TRECHO CITADO
※ ※ ※
Entra em cena agora a exclusão socioeconômica, bastante conhecida nossa, a gerar mais violência, pois no lugar dos processos de educação e aprendizado próprios do desenvolvimento da cidadania e da civilização, o que se tem na sua vigência "...é uma persistência de valores que cultuam a força como meio de agressão ou defesa."21 Entenda-se, não se trata de aceitar a postura preconceituosa de que violência e pobreza sejam sinônimos20 mas sim de pensar a maior vulnerabilidade dos que são excluídos, seja por necessidade, por falta de alternativa ou por serem, em dado momento da sua história, seres humanos reduzidos à sobrevivência. E não termina por aí, ainda resta falar das duas instituições socializadoras por excelência e que também não escapam ilesas, a família e a escola.

É justa a preocupação de Zaluar8, as pressões próprias ao processo de aprendizado não podem ser confundidas com o "... esmagamento e o silenciamento daqueles que deveriam estar sendo formados para se tornarem sujeitos" Os adolescentes do Morro da Pedras bem sabem o que isso quer dizer, não que sejam santos, ao contrário, como ninguém, estão imersos nessa realidade:

  • Os professores com a gente.
※ ※ ※
EXTRATO DE DADOS
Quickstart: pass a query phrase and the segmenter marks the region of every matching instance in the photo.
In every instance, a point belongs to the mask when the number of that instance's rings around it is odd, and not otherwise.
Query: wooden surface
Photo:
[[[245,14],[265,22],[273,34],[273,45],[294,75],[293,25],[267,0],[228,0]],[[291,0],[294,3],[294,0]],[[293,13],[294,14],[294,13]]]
※ ※ ※
REQUISITOS DO EXERCÍCIO
[a] Liste todas as formas pelas quais, segundo o trecho sobre exclusão socioeconômica, as pessoas podem ser excluídas.
[b] Responda com base no trecho sobre exclusão socioeconômica:
(i) Quais são as duas instituições socializadoras por excelência mencionadas?
(ii) De quem é a preocupação considerada justa?
(iii) De onde são os adolescentes citados?
[c] Reescreva o trecho citado desde a parte que começa com as palavras "É justa a preocupação" até a que termina com "com a gente.", substituindo "adolescentes" por "jovens".
As entradas são um material à parte, sem ligação com o trecho citado.

RESULTADOS DO EXERCÍCIO
[a]
- por necessidade
- por falta de alternativa
- por serem, em dado momento da sua história, seres humanos reduzidos à sobrevivência

[b]
(i) A família e a escola.
(ii) De Zaluar.
(iii) Do Morro da Pedras.

[c]
É justa a preocupação de Zaluar8, as pressões próprias ao processo de aprendizado não podem ser confundidas com o "... esmagamento e o silenciamento daqueles que deveriam estar sendo formados para se tornarem sujeitos" Os jovens do Morro da Pedras bem sabem o que isso quer dizer, não que sejam santos, ao contrário, como ninguém, estão imersos nessa realidade:

  • Os professores com a gente.